## [Task prompt]
Return each entry exactly, omitting nothing.

## [Provided records]

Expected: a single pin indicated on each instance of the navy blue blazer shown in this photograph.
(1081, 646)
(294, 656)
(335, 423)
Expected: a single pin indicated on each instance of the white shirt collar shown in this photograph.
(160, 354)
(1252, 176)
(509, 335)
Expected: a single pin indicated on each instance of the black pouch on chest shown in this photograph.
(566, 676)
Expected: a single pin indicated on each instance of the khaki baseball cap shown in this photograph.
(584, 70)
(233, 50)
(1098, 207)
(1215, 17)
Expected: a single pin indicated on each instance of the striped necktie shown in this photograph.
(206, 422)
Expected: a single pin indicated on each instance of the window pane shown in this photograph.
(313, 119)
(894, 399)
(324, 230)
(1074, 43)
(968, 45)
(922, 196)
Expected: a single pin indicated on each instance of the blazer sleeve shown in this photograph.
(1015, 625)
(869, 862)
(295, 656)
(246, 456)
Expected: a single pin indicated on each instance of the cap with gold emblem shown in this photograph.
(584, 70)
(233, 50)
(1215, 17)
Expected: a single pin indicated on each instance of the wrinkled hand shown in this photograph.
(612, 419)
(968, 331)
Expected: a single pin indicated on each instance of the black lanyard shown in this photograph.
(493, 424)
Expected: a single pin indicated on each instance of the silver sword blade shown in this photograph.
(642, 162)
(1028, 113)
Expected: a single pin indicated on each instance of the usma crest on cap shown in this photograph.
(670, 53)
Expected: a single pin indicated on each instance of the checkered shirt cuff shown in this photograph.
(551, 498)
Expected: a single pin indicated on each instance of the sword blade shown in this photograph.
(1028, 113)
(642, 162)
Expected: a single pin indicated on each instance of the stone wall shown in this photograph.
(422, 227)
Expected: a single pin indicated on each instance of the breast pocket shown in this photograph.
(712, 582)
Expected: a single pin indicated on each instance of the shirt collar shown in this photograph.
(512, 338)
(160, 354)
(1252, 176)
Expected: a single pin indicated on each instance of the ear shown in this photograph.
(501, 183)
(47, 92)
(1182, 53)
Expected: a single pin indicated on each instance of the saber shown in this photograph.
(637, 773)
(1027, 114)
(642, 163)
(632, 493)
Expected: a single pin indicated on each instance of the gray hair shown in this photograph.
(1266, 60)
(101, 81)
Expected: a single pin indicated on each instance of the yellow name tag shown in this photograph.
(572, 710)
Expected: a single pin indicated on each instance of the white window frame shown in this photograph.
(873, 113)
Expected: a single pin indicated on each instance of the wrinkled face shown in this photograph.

## [Answer space]
Expected: a single pin indicated on each instance of the navy blue blazer shown in this photograph.
(1081, 646)
(294, 656)
(335, 423)
Expected: a single pin indicated on each instance of the white shirt collar shown in this photograph.
(160, 354)
(1252, 176)
(509, 335)
Expected: a single pin indicated on each instance of the black pouch on chest shown in this photograph.
(566, 676)
Expected: a single pin indicated on each instance of the khaki baseball cap shown in this photograph.
(584, 70)
(233, 50)
(1098, 207)
(1215, 17)
Expected: a single pin indicated on each instance of the striped necktie shown in this photograph.
(206, 422)
Expected: a single pin indicated on each instance of the window pane shown in this photograph.
(313, 119)
(894, 399)
(324, 230)
(1074, 43)
(968, 45)
(922, 196)
Expected: a single pin indicated on each instance of the blazer sleeve shown in this photograph.
(1015, 625)
(869, 862)
(295, 656)
(246, 456)
Expected: a single pin indicated on each instance of the cap with gold emblem shown in this photograph.
(584, 70)
(233, 50)
(1215, 17)
Expected: a single pin indicated on each instance of the wrinkled hand shown in this photograph.
(612, 419)
(968, 331)
Expected: a single pin indicated on each instance of the black lanyard shown in this photograph.
(493, 424)
Expected: a single pin indicated on each instance of the silver sword blade shown in this photograph.
(642, 162)
(1028, 113)
Expected: a single pin indicated on each instance of the usma crest on cap shown in this photograph.
(670, 53)
Expected: a single pin indicated on each instance of the checkered shirt cuff shown in this photograph.
(551, 498)
Expected: a single pin indicated on each instance of the sword blade shown in this photograph.
(1028, 113)
(642, 162)
Expected: a single pin indicated on each instance of the stone wall shown in this photograph.
(422, 227)
Expected: a single pin indicated on each instance of the breast pocket shown in this photograph.
(712, 582)
Expected: a single pin indicated on each instance of the shirt collar shown in this photograph.
(512, 338)
(160, 354)
(1252, 176)
Expected: a single pin indicated on each instance of the ear shown in this photograph.
(501, 183)
(47, 92)
(1182, 53)
Expected: a single pin indicated on each instance of the saber shown in this photograph.
(637, 773)
(1027, 114)
(642, 163)
(632, 493)
Expected: a single pin indicated on each instance of the gray hair shown in this photograph.
(1266, 60)
(101, 81)
Expected: a single pin indicated on each instance of the yellow name tag shown in this photograph.
(572, 710)
Expected: a single pin indicated on each instance of the white window frame shown in this photograph.
(873, 113)
Expected: a single pin indicated on each instance of the wrinkled face shown in this photograph.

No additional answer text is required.